## WHAT THE EXERCISE ASKS
Could you format all the records below as a Markdown table, with a Row column numbering each line and a Line column holding the line itself, leaving out any blank lines?

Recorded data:
# # # # #

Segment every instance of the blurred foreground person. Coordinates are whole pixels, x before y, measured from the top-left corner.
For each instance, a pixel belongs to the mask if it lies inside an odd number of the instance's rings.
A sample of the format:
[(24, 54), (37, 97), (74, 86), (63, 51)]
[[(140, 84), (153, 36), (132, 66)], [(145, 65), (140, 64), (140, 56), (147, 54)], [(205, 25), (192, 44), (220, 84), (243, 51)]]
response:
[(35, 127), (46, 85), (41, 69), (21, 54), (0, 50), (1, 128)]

# # # # #

## WRITTEN REPLY
| Row | Line |
|---|---|
| 1 | Segment every instance of the blurred foreground person. Coordinates are whole pixels, x before y, measured from the top-left corner. |
| 2 | For each instance, a pixel belongs to the mask if it lies inside an odd number of the instance's rings. |
| 3 | A sample of the format: |
| 4 | [(24, 54), (37, 97), (74, 86), (63, 51)] |
| 5 | [[(140, 84), (153, 36), (132, 66)], [(145, 65), (140, 64), (140, 56), (147, 54)], [(205, 25), (192, 44), (220, 84), (243, 51)]] |
| 6 | response: |
| 7 | [(35, 127), (46, 85), (41, 69), (21, 54), (0, 50), (1, 128)] |